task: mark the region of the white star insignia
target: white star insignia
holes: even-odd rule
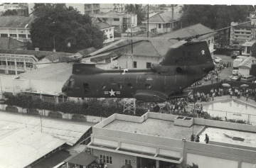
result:
[[[109,93],[110,94],[110,96],[115,96],[114,95],[115,91],[114,91],[112,89],[111,89],[111,91],[109,91]]]

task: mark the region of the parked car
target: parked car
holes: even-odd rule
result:
[[[220,63],[220,62],[222,60],[222,59],[220,57],[213,57],[213,60],[214,62],[218,64],[218,63]]]
[[[240,81],[241,79],[242,75],[233,76],[230,79],[232,81]]]
[[[245,75],[241,77],[241,81],[252,82],[256,80],[256,77],[252,75]]]
[[[233,52],[231,52],[230,56],[231,56],[231,58],[235,59],[239,55],[240,55],[239,51],[233,51]]]

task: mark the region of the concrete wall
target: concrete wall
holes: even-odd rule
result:
[[[137,168],[137,157],[128,155],[123,155],[119,153],[114,153],[107,151],[103,150],[93,150],[92,155],[97,157],[99,157],[100,155],[111,156],[112,157],[112,164],[107,164],[108,168],[120,168],[124,165],[125,159],[130,159],[132,160],[132,166],[133,168]],[[135,161],[135,164],[133,164],[132,161]]]

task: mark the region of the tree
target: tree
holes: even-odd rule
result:
[[[250,48],[252,56],[256,57],[256,43],[255,43]]]
[[[18,11],[15,9],[13,10],[8,9],[3,13],[3,16],[16,16],[16,15],[18,15]]]
[[[231,22],[245,21],[253,6],[249,5],[184,5],[183,27],[201,23],[212,29],[230,26]]]
[[[142,4],[127,4],[125,6],[125,9],[127,10],[127,12],[132,11],[137,15],[138,25],[141,25],[142,22],[146,20],[146,12],[143,10]]]
[[[64,4],[36,4],[33,14],[38,18],[31,24],[33,47],[42,50],[76,52],[103,46],[104,33],[92,25],[88,15],[82,15]]]

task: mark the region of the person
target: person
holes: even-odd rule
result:
[[[195,140],[195,137],[193,135],[191,135],[191,141],[194,141]]]
[[[195,142],[200,142],[200,137],[199,137],[198,135],[196,135]]]
[[[206,142],[206,143],[208,143],[208,142],[209,142],[209,137],[208,137],[208,135],[207,135],[207,133],[206,133],[205,142]]]

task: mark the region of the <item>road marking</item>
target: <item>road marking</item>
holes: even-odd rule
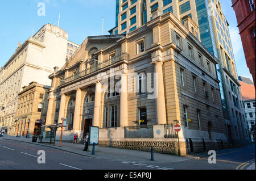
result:
[[[243,170],[243,169],[247,165],[248,165],[249,162],[250,162],[253,161],[254,161],[255,159],[255,158],[249,160],[247,162],[245,162],[242,164],[240,164],[240,165],[238,165],[238,166],[237,166],[237,167],[236,169],[236,170]]]
[[[163,167],[163,169],[167,169],[167,170],[174,170],[174,169],[166,168],[166,167]]]
[[[163,169],[163,168],[158,168],[158,169],[160,169],[160,170],[168,170],[168,169]]]
[[[151,167],[159,167],[158,166],[151,165],[150,165],[150,166],[151,166]]]
[[[28,153],[24,153],[24,152],[20,152],[20,153],[23,153],[23,154],[27,154],[27,155],[30,155],[30,156],[34,157],[36,157],[36,158],[39,157],[36,157],[36,156],[33,155],[32,154],[28,154]]]
[[[144,165],[144,167],[150,167],[150,168],[155,168],[155,166],[147,166],[147,165]]]
[[[11,149],[11,148],[8,148],[8,147],[3,146],[3,148],[7,148],[7,149],[14,150],[13,149]]]
[[[72,168],[72,169],[76,169],[76,170],[82,170],[82,169],[80,169],[76,168],[76,167],[74,167],[67,165],[63,164],[63,163],[60,163],[60,165],[64,165],[64,166],[65,166],[67,167],[71,167],[71,168]]]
....................
--- SET PROBLEM ---
Render the lines from the one containing "task: mark the region of the parked car" through the one containing "[[[240,81],[241,79],[242,75],[233,76],[230,79],[232,81]]]", both included, as a Markdown table with the columns Row and Line text. Skip any blank lines.

--- ANSWER TO THIS PROBLEM ---
| Row | Line text |
|---|---|
| 1 | task: mark the region of the parked car |
| 2 | target: parked car |
| 3 | holes: even-odd rule |
| 4 | result: |
| 5 | [[[220,63],[220,62],[222,60],[222,59],[220,57],[213,57],[213,60],[214,62],[218,64],[218,63]]] |
| 6 | [[[240,81],[241,79],[242,75],[233,76],[230,79],[232,81]]] |